(Records drawn from a dataset)
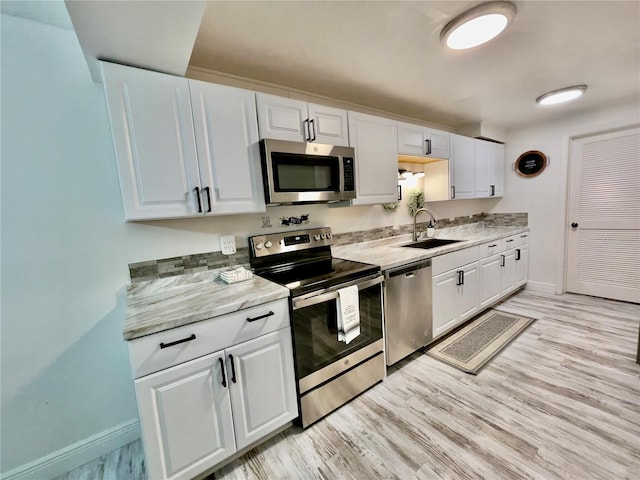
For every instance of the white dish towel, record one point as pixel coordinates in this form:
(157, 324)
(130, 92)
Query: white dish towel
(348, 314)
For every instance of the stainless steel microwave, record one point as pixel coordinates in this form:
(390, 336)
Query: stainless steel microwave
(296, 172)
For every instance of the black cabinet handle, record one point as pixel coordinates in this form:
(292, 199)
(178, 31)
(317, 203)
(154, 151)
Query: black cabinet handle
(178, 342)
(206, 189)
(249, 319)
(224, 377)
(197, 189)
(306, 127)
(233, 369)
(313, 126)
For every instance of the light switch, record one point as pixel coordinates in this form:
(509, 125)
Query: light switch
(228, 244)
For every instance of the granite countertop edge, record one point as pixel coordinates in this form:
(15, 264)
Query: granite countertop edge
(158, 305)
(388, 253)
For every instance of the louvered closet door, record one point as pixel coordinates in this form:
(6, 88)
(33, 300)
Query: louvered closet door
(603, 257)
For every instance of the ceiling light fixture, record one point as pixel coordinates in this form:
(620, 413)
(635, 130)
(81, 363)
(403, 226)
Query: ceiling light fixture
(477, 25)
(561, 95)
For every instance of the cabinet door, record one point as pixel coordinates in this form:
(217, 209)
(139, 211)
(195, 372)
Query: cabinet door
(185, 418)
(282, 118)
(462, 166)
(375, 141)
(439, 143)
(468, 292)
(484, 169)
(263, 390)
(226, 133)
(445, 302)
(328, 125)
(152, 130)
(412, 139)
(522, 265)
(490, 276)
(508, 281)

PROMPT - Return the data exactly. Do not carry over any images.

YOUR SOLUTION -
For every instance of the white dish towel, record one point as pixel coordinates in this form:
(157, 324)
(130, 92)
Query: white dish towel
(348, 314)
For every instance of the stainless steel microwave, record one point as pixel coordinates in this form:
(390, 336)
Query: stainless steel microwave
(296, 172)
For every instance of the black cabinet handle, record one point as pixel coordinates in this form:
(292, 199)
(178, 31)
(317, 203)
(154, 151)
Query: black cabinet handle
(178, 342)
(206, 189)
(249, 319)
(224, 377)
(197, 189)
(306, 127)
(233, 369)
(313, 126)
For every instance of the light switch, record one point as pixel coordinates in this form:
(509, 125)
Query: light switch
(228, 244)
For every instance of the granite countertop edge, record one point as pixel coordinates in this form:
(15, 264)
Query: granite countertop edge
(158, 305)
(388, 253)
For every instance of the louvered closet door, record one point as pixel coordinates in this form:
(6, 88)
(33, 300)
Query: louvered closet door
(603, 257)
For every instance of the ceiling light fixture, record one point as pixel coordinates in this form:
(620, 413)
(635, 130)
(81, 363)
(403, 226)
Query: ceiling light fixture
(477, 25)
(561, 95)
For every instance of the cabinet door, record one point as pixel coordinates in this form:
(217, 209)
(139, 211)
(195, 372)
Query: cabinet door
(185, 418)
(282, 118)
(462, 166)
(375, 141)
(439, 143)
(468, 292)
(484, 169)
(263, 390)
(226, 133)
(445, 302)
(328, 125)
(152, 130)
(412, 139)
(522, 265)
(490, 276)
(508, 281)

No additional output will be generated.